*WHAT YOU WILL DO*:
Copy out every item below, replacing each "top-left corner" with "upper-left corner" and leaving everything else unchanged.

*RECORDS SHOWN*:
* Begin *

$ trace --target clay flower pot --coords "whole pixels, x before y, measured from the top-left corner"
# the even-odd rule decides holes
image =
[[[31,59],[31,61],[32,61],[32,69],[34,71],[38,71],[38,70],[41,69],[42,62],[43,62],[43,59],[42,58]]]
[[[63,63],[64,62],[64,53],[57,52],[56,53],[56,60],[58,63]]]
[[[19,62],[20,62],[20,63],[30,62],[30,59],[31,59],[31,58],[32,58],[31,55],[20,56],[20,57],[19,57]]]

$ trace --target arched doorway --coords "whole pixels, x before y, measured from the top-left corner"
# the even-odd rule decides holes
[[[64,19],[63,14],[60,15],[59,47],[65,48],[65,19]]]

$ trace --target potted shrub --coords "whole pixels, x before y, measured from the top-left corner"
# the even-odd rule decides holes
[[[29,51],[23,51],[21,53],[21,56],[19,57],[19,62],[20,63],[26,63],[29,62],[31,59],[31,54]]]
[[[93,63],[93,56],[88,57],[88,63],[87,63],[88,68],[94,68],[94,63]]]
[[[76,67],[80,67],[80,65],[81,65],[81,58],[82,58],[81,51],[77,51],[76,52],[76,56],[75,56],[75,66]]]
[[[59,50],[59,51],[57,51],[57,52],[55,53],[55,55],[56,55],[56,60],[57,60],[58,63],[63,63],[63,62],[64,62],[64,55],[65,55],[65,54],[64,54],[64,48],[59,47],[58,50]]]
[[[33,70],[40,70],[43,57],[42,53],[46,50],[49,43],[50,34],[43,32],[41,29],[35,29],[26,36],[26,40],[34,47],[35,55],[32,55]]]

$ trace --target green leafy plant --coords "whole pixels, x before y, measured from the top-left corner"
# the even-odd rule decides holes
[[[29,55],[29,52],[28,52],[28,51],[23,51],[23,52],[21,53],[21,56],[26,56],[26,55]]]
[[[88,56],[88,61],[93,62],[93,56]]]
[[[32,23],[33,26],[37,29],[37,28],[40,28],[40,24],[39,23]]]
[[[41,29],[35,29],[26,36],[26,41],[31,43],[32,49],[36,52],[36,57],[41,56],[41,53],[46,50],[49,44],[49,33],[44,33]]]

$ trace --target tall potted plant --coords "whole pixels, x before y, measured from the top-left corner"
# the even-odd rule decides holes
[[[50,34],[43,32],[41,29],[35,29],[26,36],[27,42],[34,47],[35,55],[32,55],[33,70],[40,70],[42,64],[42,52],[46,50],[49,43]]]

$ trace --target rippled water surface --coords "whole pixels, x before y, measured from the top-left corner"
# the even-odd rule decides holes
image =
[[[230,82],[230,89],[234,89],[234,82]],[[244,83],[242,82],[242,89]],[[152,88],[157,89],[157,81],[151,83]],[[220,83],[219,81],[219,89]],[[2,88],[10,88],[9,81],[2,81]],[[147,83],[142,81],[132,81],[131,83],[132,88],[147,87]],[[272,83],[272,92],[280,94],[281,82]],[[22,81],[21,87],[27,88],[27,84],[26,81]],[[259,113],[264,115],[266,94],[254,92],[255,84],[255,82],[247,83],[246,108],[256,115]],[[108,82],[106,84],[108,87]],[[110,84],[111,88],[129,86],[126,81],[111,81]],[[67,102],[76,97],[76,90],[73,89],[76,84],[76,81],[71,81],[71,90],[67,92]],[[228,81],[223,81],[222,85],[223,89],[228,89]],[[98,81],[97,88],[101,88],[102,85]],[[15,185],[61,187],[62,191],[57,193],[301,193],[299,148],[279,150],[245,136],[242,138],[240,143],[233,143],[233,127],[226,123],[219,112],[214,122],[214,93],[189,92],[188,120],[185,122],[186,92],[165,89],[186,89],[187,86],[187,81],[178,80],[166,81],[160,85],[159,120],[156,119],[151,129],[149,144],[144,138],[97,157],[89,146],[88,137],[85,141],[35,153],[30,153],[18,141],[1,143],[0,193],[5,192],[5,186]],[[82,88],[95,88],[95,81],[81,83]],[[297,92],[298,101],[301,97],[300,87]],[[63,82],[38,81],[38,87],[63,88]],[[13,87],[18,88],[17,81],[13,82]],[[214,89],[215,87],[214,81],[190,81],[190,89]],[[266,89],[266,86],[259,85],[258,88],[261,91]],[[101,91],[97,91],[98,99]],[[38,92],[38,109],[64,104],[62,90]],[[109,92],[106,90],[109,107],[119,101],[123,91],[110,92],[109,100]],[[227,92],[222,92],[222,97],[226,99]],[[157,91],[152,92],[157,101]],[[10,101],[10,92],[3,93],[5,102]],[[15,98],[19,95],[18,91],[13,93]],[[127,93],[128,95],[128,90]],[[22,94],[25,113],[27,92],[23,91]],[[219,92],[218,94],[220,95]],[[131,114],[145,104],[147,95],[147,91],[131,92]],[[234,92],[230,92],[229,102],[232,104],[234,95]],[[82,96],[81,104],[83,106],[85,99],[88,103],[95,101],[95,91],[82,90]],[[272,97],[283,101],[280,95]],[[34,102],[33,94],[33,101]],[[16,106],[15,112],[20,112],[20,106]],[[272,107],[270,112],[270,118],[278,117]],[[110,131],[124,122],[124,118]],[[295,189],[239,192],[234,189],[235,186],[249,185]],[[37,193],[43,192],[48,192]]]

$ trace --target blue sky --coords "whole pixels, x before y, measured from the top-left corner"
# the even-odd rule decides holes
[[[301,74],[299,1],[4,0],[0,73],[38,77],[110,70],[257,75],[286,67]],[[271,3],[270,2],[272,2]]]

* End *

*RESPONSE TO THE TASK*:
$ trace --target clay flower pot --coords "whole pixels, x before y, measured from the upper-left corner"
# the even-odd rule decides holes
image =
[[[31,59],[31,61],[32,61],[32,69],[34,71],[38,71],[38,70],[41,69],[42,62],[43,62],[43,59],[42,58]]]
[[[63,63],[64,62],[64,53],[57,52],[56,53],[56,60],[58,63]]]
[[[19,62],[20,62],[20,63],[30,62],[30,59],[31,59],[31,58],[32,58],[31,55],[20,56],[20,57],[19,57]]]

$ trace --target arched doorway --coords "whole pixels, x before y, measured from the upper-left corner"
# the even-odd rule decides holes
[[[64,19],[63,14],[60,15],[59,47],[65,48],[65,19]]]

$ trace --target potted shrub --coords "whole pixels, x before y, measured from the upper-left corner"
# the even-odd rule decides holes
[[[29,51],[23,51],[21,53],[21,56],[19,57],[19,62],[20,63],[26,63],[29,62],[31,59],[31,54]]]
[[[93,63],[93,56],[88,57],[88,63],[87,63],[88,68],[94,68],[94,63]]]
[[[76,67],[80,67],[80,65],[81,65],[81,58],[82,58],[81,51],[77,51],[76,52],[76,56],[75,56],[75,66]]]
[[[59,50],[59,51],[57,51],[57,52],[55,53],[55,55],[56,55],[56,60],[57,60],[58,63],[63,63],[63,62],[64,62],[64,55],[65,55],[65,54],[64,54],[64,48],[59,47],[58,50]]]
[[[33,70],[40,70],[43,57],[42,53],[46,50],[49,43],[50,34],[43,32],[41,29],[35,29],[26,36],[26,40],[34,47],[35,55],[32,55]]]

$ trace --target green leafy plant --coords "whole pixels, x before y, measured from the upper-left corner"
# the even-odd rule decides holes
[[[29,55],[29,52],[28,52],[28,51],[23,51],[23,52],[21,53],[21,56],[26,56],[26,55]]]
[[[88,56],[88,61],[93,62],[93,56]]]
[[[32,23],[33,26],[37,29],[37,28],[40,28],[40,24],[39,23]]]
[[[41,29],[35,29],[26,36],[26,41],[31,43],[32,49],[36,52],[36,57],[41,56],[41,53],[46,50],[49,44],[49,33],[44,33]]]

$ trace --target tall potted plant --coords "whole pixels, x before y, measured from the upper-left corner"
# the even-odd rule decides holes
[[[50,34],[43,32],[41,29],[35,29],[26,36],[27,42],[34,47],[35,55],[32,55],[33,70],[40,70],[42,64],[42,52],[46,50],[49,43]]]

$ trace --target rippled water surface --coords "whole pixels, x before y, measured from the upper-left corner"
# the even-odd rule decides holes
image =
[[[230,82],[230,89],[234,89],[234,82]],[[244,83],[242,82],[242,89]],[[152,88],[157,89],[157,81],[151,83]],[[220,83],[219,81],[219,89]],[[2,88],[10,88],[9,81],[2,81]],[[147,83],[142,81],[132,81],[131,83],[132,88],[147,87]],[[272,83],[272,92],[280,94],[281,82]],[[22,81],[21,87],[27,88],[27,84],[26,81]],[[259,113],[264,115],[266,94],[254,92],[255,84],[255,82],[247,83],[246,108],[256,115]],[[108,82],[106,84],[108,87]],[[110,84],[111,88],[129,86],[126,81],[111,81]],[[67,102],[76,97],[76,90],[73,89],[76,84],[76,81],[71,81],[71,90],[67,92]],[[228,81],[223,81],[222,85],[223,89],[228,89]],[[98,81],[97,88],[101,88],[102,85]],[[15,185],[61,187],[62,191],[57,193],[301,193],[299,148],[279,150],[245,136],[242,138],[240,143],[233,143],[233,127],[226,123],[219,112],[214,122],[214,93],[189,92],[188,120],[185,122],[186,92],[165,89],[186,89],[187,86],[187,81],[178,80],[166,81],[160,85],[159,120],[156,119],[151,129],[149,144],[144,138],[97,157],[89,146],[88,137],[85,141],[35,153],[30,153],[18,141],[1,143],[0,193],[5,192],[5,186]],[[82,88],[95,88],[95,81],[81,83]],[[297,92],[298,101],[301,97],[300,87]],[[63,82],[38,81],[38,87],[63,88]],[[13,87],[18,88],[17,81],[13,82]],[[214,89],[215,87],[214,81],[190,81],[190,89]],[[266,89],[266,86],[259,85],[258,88],[261,91]],[[101,91],[97,91],[98,99]],[[38,92],[38,109],[64,104],[62,90]],[[109,92],[106,90],[109,107],[119,101],[123,91],[110,92],[109,100]],[[227,92],[222,92],[222,97],[226,99]],[[157,91],[152,92],[157,101]],[[10,101],[10,92],[3,93],[5,102]],[[15,98],[19,95],[18,91],[13,93]],[[127,93],[128,95],[128,90]],[[22,94],[25,113],[27,92],[23,91]],[[219,92],[218,94],[220,95]],[[131,114],[145,104],[147,95],[147,91],[131,92]],[[234,92],[230,92],[229,102],[232,104],[234,95]],[[82,96],[81,104],[83,106],[85,99],[88,103],[95,101],[95,91],[82,90]],[[272,97],[283,101],[280,95]],[[34,102],[33,94],[33,101]],[[16,106],[15,112],[20,112],[20,106]],[[272,107],[270,112],[270,118],[278,117]],[[110,131],[124,122],[124,118]],[[295,189],[239,192],[234,189],[235,186],[249,185]],[[37,193],[43,192],[48,192]]]

$ trace --target blue sky --coords "whole pixels, x before y, measured from the upper-left corner"
# the even-odd rule decides holes
[[[301,74],[299,1],[4,0],[0,73],[38,77],[110,70],[257,75],[286,67]],[[271,3],[270,2],[272,2]]]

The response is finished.